> DATA:

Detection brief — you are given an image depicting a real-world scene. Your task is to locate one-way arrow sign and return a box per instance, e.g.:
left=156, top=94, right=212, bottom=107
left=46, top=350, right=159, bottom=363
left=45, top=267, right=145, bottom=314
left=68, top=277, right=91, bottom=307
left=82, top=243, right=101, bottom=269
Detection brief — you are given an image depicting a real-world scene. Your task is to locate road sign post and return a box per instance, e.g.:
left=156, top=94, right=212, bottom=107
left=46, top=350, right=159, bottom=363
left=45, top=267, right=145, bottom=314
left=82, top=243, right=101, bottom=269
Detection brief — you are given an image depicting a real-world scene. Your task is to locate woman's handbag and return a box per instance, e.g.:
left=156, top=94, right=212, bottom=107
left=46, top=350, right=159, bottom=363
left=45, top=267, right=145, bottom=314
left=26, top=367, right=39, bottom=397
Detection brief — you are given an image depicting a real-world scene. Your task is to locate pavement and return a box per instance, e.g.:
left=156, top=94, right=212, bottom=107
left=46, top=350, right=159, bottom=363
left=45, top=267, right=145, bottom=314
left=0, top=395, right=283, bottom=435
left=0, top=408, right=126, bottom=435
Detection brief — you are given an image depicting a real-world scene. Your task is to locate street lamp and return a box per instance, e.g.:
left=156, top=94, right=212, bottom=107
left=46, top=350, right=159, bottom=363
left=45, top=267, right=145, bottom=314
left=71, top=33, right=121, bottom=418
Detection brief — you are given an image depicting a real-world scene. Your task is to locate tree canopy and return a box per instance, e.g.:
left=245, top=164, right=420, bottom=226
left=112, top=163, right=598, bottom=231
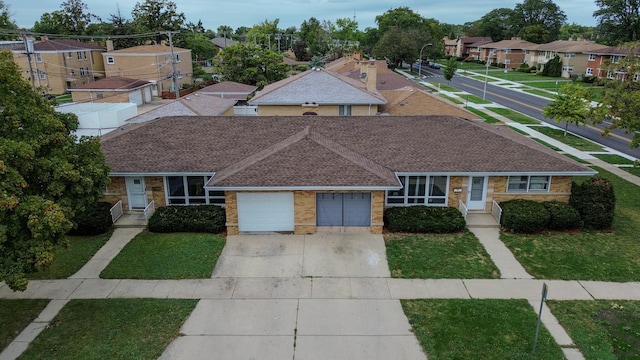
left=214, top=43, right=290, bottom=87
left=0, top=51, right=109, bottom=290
...
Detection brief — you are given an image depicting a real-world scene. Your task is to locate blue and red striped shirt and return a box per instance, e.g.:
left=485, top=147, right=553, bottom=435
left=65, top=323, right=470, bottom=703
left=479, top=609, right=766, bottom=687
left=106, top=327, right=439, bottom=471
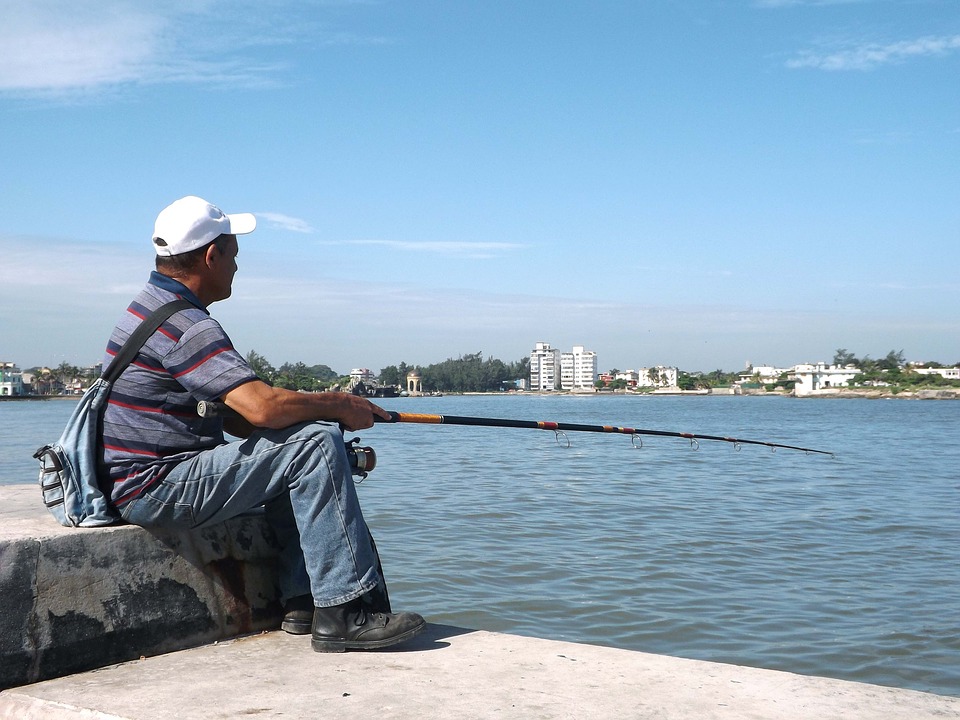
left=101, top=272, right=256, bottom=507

> WHAT NEEDS TO BE DONE:
Please recast the records in the part that opens with the line containing "to locate one-way" and closes with the line containing "left=71, top=33, right=121, bottom=418" as a two-column CSV with the headers record_text and answer. Give one row per record and put each value in its own quoted field, with line breaks replaced by spaces.

> SOLUTION FOR THIS PROBLEM:
record_text,answer
"Detection brief — you are given an image depicting a real-world scene. Your task is to locate one-way arrow sign and return a box per instance, e.g.: left=156, top=94, right=212, bottom=107 left=46, top=350, right=159, bottom=363 left=45, top=267, right=145, bottom=314","left=68, top=277, right=91, bottom=307 left=82, top=243, right=101, bottom=269"
"Detection brief — you are given an image depicting a real-world scene. Your task is to locate road sign post and return a box per instance, e.g.: left=156, top=94, right=212, bottom=107 left=46, top=350, right=159, bottom=363 left=45, top=267, right=145, bottom=314","left=82, top=243, right=101, bottom=269"
"Detection brief — you are given an image depicting a real-world scene. Your task is to locate woman's handbag and return a box per instance, e.g.: left=156, top=94, right=212, bottom=107 left=46, top=350, right=159, bottom=363 left=45, top=267, right=145, bottom=314","left=26, top=367, right=39, bottom=397"
"Detection brief — you are given an image depicting a real-world scene. Your task is to locate pavement and return a box per instance, e.g.: left=156, top=94, right=212, bottom=107 left=46, top=350, right=159, bottom=363 left=45, top=267, right=145, bottom=314","left=0, top=395, right=283, bottom=435 left=0, top=408, right=126, bottom=435"
"Detection brief — you are given an image depicting a real-world scene. Your task is to locate street lamp and return a box per instance, e.g.: left=156, top=94, right=212, bottom=107 left=46, top=350, right=159, bottom=363 left=45, top=267, right=145, bottom=314","left=71, top=33, right=121, bottom=418"